* **WORK TO COMPLETE**: Please return each line of the records that contains the word "below".

[Items listed in a dataset]
▼▼▼

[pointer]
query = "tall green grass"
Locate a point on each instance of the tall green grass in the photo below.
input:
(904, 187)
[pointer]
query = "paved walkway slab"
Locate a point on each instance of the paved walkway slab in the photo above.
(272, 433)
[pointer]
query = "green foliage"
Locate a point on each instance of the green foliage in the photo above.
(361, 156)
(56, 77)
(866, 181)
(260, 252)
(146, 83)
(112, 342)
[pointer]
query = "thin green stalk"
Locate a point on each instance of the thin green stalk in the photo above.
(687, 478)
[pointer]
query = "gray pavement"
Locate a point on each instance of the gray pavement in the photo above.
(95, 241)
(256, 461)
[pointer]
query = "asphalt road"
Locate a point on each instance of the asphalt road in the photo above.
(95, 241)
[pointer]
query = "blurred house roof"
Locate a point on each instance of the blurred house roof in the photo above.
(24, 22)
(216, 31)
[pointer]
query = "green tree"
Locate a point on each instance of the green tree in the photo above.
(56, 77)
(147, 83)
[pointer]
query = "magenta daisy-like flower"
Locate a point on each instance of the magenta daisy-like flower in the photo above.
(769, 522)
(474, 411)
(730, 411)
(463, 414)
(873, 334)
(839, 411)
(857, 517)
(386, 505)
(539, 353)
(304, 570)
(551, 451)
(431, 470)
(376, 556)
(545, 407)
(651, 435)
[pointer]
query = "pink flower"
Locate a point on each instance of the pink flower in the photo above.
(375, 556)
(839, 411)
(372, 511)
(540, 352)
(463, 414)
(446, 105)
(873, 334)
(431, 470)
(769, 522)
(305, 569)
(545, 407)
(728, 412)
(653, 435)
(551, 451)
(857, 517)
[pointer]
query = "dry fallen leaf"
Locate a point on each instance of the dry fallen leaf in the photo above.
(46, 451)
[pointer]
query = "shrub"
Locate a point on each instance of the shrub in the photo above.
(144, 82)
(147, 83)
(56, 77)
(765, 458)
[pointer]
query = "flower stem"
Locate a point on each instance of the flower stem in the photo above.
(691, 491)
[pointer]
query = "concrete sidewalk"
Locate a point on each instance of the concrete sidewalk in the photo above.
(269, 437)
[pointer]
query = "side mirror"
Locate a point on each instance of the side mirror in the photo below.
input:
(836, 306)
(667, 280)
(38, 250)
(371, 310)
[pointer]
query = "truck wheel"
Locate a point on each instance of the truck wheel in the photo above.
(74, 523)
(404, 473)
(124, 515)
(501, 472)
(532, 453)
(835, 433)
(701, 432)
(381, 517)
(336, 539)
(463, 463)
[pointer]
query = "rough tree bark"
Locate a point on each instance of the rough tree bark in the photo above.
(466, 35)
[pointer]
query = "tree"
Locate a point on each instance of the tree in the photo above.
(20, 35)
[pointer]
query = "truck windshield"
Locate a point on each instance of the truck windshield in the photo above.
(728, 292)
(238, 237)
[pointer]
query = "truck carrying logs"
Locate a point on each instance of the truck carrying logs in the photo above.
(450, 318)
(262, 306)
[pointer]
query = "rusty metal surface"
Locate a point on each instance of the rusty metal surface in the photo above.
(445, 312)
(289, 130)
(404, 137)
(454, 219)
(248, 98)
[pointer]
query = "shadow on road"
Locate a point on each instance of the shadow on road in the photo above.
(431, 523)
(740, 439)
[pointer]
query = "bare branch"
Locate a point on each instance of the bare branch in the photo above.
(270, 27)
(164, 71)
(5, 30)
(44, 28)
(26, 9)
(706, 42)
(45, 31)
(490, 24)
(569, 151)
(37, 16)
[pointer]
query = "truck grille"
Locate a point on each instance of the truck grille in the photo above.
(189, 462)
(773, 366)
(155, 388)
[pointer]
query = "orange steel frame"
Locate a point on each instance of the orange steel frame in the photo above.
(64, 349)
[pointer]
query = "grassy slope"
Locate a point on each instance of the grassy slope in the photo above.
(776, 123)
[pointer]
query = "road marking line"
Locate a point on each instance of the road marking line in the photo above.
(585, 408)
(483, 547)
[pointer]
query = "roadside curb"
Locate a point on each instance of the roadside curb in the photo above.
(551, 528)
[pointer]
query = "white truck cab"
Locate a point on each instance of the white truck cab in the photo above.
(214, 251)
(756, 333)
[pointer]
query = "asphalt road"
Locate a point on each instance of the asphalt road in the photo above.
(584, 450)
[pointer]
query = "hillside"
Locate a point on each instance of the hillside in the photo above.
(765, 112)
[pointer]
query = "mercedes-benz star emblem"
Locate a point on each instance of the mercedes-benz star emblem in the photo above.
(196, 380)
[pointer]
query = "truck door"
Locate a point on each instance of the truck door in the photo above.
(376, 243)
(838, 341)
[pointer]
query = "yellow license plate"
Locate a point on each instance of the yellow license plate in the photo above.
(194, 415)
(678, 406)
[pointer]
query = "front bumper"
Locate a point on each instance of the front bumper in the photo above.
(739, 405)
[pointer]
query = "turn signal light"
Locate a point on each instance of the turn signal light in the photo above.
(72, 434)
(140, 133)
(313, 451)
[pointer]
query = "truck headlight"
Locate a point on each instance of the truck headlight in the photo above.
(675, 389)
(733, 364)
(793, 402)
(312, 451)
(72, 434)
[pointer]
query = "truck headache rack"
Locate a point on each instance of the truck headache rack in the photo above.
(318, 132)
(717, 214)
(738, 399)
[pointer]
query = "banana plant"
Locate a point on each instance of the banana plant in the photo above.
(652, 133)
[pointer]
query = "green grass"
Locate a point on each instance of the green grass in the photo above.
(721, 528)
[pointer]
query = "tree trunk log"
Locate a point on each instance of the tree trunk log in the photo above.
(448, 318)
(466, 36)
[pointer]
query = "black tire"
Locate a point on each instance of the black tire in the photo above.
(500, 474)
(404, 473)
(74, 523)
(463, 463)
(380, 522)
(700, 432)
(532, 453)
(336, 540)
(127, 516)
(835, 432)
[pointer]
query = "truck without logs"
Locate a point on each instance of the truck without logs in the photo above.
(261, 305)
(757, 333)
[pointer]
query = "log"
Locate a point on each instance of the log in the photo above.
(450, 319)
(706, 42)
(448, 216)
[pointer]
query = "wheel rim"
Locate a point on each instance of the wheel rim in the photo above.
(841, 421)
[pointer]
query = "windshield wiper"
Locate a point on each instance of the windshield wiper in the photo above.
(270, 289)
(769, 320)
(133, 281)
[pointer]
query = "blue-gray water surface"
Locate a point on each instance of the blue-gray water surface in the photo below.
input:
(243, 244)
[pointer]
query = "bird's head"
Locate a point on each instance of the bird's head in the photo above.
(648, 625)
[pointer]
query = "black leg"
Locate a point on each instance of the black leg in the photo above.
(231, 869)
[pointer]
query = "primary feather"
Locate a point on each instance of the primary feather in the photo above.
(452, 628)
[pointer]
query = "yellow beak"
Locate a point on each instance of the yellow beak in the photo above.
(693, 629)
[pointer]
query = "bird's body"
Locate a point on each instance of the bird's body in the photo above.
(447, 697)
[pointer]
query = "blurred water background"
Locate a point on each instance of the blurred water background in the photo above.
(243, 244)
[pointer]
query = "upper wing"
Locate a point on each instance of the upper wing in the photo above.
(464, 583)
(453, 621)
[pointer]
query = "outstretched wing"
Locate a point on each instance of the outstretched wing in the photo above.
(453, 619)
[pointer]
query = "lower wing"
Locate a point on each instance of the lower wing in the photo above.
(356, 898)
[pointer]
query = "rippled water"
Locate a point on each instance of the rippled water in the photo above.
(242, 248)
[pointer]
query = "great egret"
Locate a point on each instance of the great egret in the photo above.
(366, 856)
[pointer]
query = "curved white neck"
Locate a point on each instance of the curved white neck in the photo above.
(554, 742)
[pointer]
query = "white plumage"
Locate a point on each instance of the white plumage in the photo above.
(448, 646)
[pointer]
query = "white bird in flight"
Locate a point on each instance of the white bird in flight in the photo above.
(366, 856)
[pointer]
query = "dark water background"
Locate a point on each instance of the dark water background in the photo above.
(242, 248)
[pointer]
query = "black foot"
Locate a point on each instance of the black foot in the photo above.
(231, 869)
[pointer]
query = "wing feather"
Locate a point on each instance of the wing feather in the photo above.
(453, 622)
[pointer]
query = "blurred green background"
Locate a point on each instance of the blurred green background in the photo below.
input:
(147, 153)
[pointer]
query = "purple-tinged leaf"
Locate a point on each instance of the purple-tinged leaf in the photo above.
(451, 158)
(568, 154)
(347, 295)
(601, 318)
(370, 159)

▲▲▲

* **FINISHED EXERCISE**:
Locate a point on each instance of the tall green grass in the photo below.
Locate a point on each instance of the side mirror in the photo below.
Locate a point on each instance of the blue-gray water surface in the photo below.
Locate a point on each instance of the blurred green background in the photo below.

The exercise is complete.